GIVEN PASSAGE →
## Start
Re: Cononical Form

I did see your approach! However, in the reading of my text it appeared as
if there is another way by using the null(T-lamda*I)(x)^n where if the power
were n+1, this would be the smallest such power such that we obtain zero(the
text didnt show your method). however, when trying the text's method I must
be missing something since (t-lambda*I)^2 is the zero matrix. ??????? Can
you help with that method?

Thanks for your help.
"Gerry Myerson" <gerry@xxxxxxxxxxxxxxxxxxxxxxxxx> wrote in message
news:gerry-CD9C83.10504801082005@xxxxxxxxxxxxxxxxxxxxx
> In article <vRqGe.13124$G71.1146@xxxxxxxxxxxxxxxxxxxxxx>,
> "Sanford Geraci" <sageraci@xxxxxxxxxxx> wrote:
>
>> T is the matrix defined (i.e. for transformations). v1 and v2 are the
>> columns of T. How does one find the cononical form? I need
>> T=(Q)(J)(inv(Q), where J is the Jordan Cononical form and Q is the matrix
>> whose columns are created from the cycle of generalized eigenvectors.
>> From
>> the solutions, I can see that x and (T-lamda*I)(x) are the two
>> eigenvectors
>> in the cycle. However, I can not see how they got x=(1,0) (note: some
>> books use the notation tr(1,0) to denote a column vector!)
>
> Please don't toppost.
>
> Did you see where I wrote, toward the end of my reply, what it means
> for a vector to be a generalized eigenvector?
>
> Can you see how, if you know the matrix, the eigenvector, and the
> eigenvalue, you can use that definition to find the generalized
> eigenvector?
>
> Is there still a problem?
## End
WORK TO DO →
1 > Based on the Jordan canonical form thread, decide whether each statement is true: (a) the poster found that (T-lambda*I)^2 is the zero matrix; (b) the reply asks the poster to top-post; (c) the poster's text showed the replier's method. Answer yes or no for each, quoting the words from the thread that settle it.
2 > Continue the Jordan canonical form thread from where it stops.
The rows have no connection to the Jordan canonical form thread.

(Entries from a dataset)
## Start
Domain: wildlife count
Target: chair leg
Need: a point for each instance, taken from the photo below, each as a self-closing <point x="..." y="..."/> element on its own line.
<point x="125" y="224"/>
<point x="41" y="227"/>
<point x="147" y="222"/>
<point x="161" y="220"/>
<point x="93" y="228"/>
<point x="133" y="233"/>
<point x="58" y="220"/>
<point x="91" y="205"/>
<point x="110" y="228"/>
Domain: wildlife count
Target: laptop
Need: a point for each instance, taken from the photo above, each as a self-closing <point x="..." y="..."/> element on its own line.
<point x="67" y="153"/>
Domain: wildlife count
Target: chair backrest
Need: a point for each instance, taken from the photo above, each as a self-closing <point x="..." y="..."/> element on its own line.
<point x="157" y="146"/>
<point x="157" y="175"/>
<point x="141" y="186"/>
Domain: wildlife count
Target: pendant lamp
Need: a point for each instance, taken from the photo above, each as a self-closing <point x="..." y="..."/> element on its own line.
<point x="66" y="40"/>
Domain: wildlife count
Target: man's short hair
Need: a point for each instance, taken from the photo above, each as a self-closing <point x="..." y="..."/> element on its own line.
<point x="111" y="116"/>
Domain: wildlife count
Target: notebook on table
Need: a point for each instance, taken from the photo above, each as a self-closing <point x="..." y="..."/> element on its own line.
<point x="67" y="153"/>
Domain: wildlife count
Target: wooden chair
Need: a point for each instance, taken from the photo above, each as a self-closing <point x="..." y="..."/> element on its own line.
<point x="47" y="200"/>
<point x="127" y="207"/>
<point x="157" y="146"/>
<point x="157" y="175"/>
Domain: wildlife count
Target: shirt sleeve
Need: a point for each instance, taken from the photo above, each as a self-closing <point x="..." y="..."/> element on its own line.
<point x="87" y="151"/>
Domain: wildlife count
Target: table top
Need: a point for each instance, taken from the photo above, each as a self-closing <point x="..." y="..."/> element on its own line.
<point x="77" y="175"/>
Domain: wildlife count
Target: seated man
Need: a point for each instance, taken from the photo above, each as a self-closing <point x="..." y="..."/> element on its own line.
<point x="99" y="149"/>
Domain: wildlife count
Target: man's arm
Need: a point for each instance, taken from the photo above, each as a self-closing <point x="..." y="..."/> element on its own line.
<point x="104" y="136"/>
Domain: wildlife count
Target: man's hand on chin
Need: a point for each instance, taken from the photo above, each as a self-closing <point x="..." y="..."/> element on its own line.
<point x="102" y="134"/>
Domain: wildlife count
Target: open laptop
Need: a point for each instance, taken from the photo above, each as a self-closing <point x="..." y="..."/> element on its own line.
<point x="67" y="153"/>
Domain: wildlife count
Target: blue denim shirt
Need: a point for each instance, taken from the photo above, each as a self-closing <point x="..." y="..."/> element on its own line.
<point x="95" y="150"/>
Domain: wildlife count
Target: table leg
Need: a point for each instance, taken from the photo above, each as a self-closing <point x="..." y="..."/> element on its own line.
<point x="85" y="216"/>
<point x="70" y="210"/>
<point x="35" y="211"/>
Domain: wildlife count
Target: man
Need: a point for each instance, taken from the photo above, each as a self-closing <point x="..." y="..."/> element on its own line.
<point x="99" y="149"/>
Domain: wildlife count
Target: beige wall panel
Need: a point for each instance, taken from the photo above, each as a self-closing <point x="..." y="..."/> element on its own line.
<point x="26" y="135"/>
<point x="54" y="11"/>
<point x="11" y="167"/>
## End
WRITTEN ANSWERS →
1 >
(a) Yes: "(t-lambda*I)^2 is the zero matrix"
(b) No: "Please don't toppost."
(c) No: "the text didnt show your method"

2 >
>
>> "Gerry Myerson" <gerry@xxxxxxxxxxxxxxxxxxxxxxxxx> wrote in message
>> news:gerry-02A78F.16045429072005@xxxxxxxxxxxxxxxxxxxxx
>> > In article <OOhGe.14476$h.1517@xxxxxxxxxxxxxxxxxxxxxx>,
>> > "Sanford Geraci" <sageraci@xxxxxxxxxxx> wrote:
>> >
>> >> Given the matrix: [v1,v2], v1=transpose(1,-1), v2=transpose(1,3), I
>> >> know
>> >> that the cycle of generalized eigenvectors is v1=(-1,-1) and v2=(1,0).
>> >> I
>> >> know that v1 is (t-lamda*I)(v2). However, how does one find v2=(1,0)
>> >> to
>> >> be
>> >> a generalized eigenvector??
>> >
>> > Your notation makes no sense.
>> >
>> > How can you have v1=transpose(1,-1) and also v1=(-1,-1)?
>> > How can you have v2=transpose(1,3) and also v2=(1,0)?
>> > How can you have v1 is (t-lambda*I)(v2) when t does not appear
>> > in either of your formulas for v1?
>> >
>> > What do you really mean?
>> >
>> > Anyway, if A is a matrix and v is a non-zero vector and c is a scalar
>> > and Av = cv and w is a non-zero vector and Aw = cw + v then w is
>> > a generalized eigenvector.
>> >
>> > --
>> > Gerry Myerson (gerry@xxxxxxxxxxxxxxx) (i -> u for email)
>
> --
> Gerry Myerson (gerry@xxxxxxxxxxxxxxx) (i -> u for email)


.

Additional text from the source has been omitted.